**Задания упражнения**
[1] Ответьте на вопросы по отрывку о симфоническом балете.
(a) Чьё мнение о симфонических балетах Мясина приводит автор?
(b) На музыку какого композитора Нижинская поставила Вариации?
(c) Сколько тем выбрала Нижинская для своей хореографической симфонии?
[2] Перепечатайте записи без изменений, начиная со строки, содержащей «Exercise. Point to every instance of the guitar headstock», и заканчивая последней записью, причём обе границы включаются. Изображения в ответ не включайте.

**Отрывок**
********
Не берусь утверждать, что симфонические балеты Мясина совершенны и безупречны. В них есть недоработки и слабые места. Но вот мнение Линкольна Кернстейна: «Духовное воплощение здесь выражено намного ярче, даже более величественно. Их недостатки исходят из героизма, а их достоинства — триумфальное подтверждение возможностей классического театрального танца, продолжающего развиваться в наше время».
Хореограф Бронислава Нижинская считала ошибкой постановку балетов на музыку полномасштабной симфонии, хотя и не отрицала в принципе саму идею постановки симфонического балета.
Нижинская рассказывает: «Создавая хореографию на симфоническую музыку (это были Вариации на музыку Бетховена), я выбирала на тот момент не симфонию, поскольку мне не хотелось себя подстраивать под уже заложенные в музыке идеи или форму, уже выбранную композитором. Вот почему я выбрала лишь три темы и вариации Бетховена, которые отвечали моей концепции, для моей хореографической симфонии Вариации. И у хореографической симфонии, и у музыкальной симфонии есть свое собственное независимое прочтение одной и той же идеи. Музыкальная симфония, будучи завершенной и самодостаточной, не нуждается в полном ей подчинении или фантазийном дополнении».
Хореограф, тем не менее, не объясняет, почему ей «не хотелось себя подстраивать под уже заложенные в музыке идеи» при постановке балета на целую симфонию, и почему ничего такого делать не нужно, если имеешь дело с симфонической композицией малой формы; или почему «музыкальная симфония» есть «завершенная и самодостаточная», а Вариации Бетховена таковыми не являются.
Как мне кажется, с точки зрения хореографа разделение симфонической музыки на крупные и краткие симфонические формы весьма спорно. Если хореограф допускает возможность постановки балета на симфоническую музыку и способен поставить такой балет, то не имеет значения длительность звучания. Он в принципе воспринимает симфоническую музыку как свой материал. Ведь, как я упомянул ранее, настоящий симфониче-
ский балет — это не просто последовательность танцев, поставленных на симфоническую музыку.
********
**Сохранённые записи**

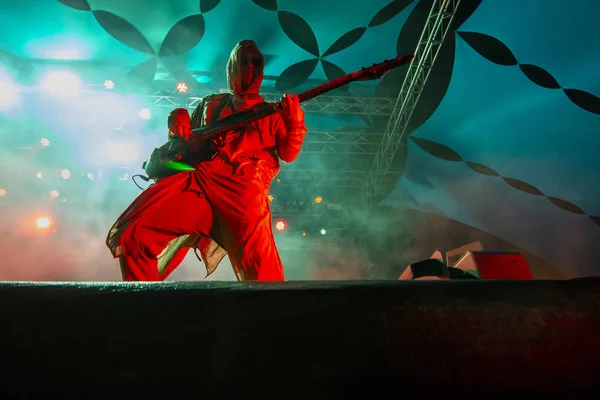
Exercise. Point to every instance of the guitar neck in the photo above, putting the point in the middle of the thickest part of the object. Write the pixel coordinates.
(242, 119)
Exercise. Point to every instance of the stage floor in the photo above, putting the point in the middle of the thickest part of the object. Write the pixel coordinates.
(333, 338)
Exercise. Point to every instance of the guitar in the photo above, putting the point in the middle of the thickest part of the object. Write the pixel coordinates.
(177, 154)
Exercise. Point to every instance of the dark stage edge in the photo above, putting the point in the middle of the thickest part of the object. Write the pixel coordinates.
(330, 339)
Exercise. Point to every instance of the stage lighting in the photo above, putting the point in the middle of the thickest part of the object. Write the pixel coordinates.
(145, 113)
(280, 225)
(63, 84)
(182, 87)
(43, 222)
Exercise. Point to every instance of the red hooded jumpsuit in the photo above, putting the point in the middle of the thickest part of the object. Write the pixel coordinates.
(222, 206)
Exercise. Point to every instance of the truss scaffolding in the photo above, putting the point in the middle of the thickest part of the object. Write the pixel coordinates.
(436, 28)
(341, 142)
(321, 105)
(322, 177)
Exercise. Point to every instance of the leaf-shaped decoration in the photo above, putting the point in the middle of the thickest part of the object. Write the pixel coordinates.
(388, 12)
(437, 149)
(413, 27)
(524, 186)
(296, 74)
(183, 36)
(565, 205)
(81, 5)
(123, 31)
(207, 5)
(299, 32)
(585, 100)
(332, 72)
(481, 169)
(270, 5)
(539, 76)
(143, 73)
(345, 41)
(489, 48)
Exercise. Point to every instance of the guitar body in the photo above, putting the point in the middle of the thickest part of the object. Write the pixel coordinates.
(178, 155)
(172, 157)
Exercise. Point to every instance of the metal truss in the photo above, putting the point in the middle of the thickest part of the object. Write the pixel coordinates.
(321, 105)
(341, 142)
(320, 178)
(436, 27)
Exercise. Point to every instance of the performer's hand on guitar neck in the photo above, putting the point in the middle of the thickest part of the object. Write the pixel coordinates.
(179, 123)
(290, 110)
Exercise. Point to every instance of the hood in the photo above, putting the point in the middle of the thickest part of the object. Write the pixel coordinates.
(245, 69)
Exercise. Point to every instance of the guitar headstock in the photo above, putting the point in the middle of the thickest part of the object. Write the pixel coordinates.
(376, 71)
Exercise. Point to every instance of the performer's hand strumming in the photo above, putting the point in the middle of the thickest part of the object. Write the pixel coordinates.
(290, 111)
(179, 123)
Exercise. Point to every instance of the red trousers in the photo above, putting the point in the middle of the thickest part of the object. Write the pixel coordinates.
(214, 201)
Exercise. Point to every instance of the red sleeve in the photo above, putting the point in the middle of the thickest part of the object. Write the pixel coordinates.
(288, 140)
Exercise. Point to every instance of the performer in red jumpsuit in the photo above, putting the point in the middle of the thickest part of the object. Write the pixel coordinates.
(221, 207)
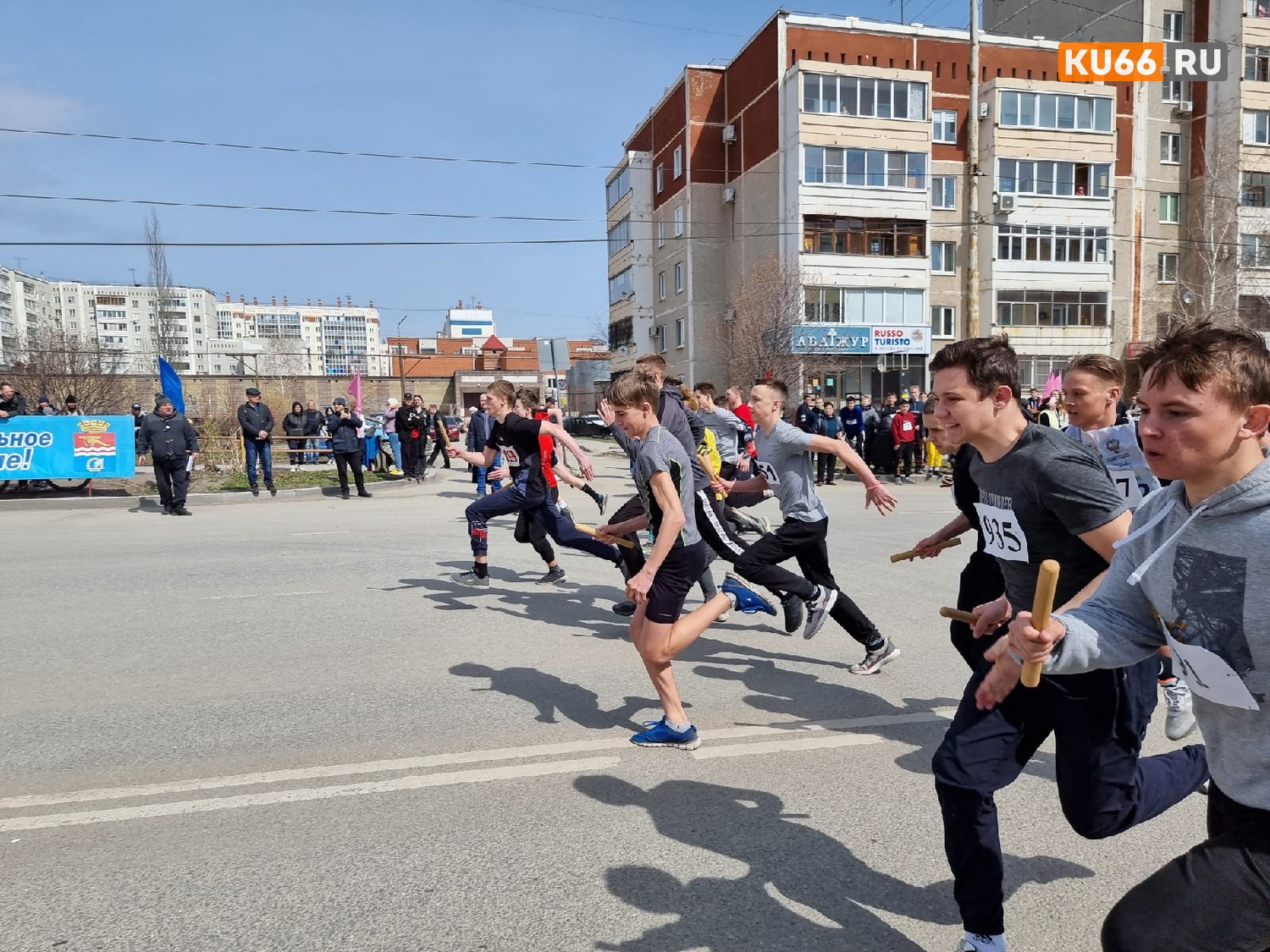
********
**Ответы**
[1]
(a) Мнение Линкольна Кернстейна.
(b) На музыку Бетховена.
(c) Три темы.

[2]
Exercise. Point to every instance of the guitar headstock in the photo above, putting the point in the middle of the thickest part of the object. Write the pixel coordinates.
(376, 71)
Exercise. Point to every instance of the performer's hand strumming in the photo above, putting the point in the middle of the thickest part of the object. Write the pixel coordinates.
(290, 111)
(179, 123)
Exercise. Point to every instance of the red trousers in the photo above, putting the point in the middle of the thickest part of the object. Write the pixel coordinates.
(214, 201)
Exercise. Point to every instance of the red sleeve in the photo above, putting the point in the middle of the thickest part of the object. Write the pixel coordinates.
(288, 140)
Exercise. Point to every instance of the performer in red jumpsuit in the photo above, putting the point in the middle of the thickest part of the object. Write the pixel coordinates.
(221, 207)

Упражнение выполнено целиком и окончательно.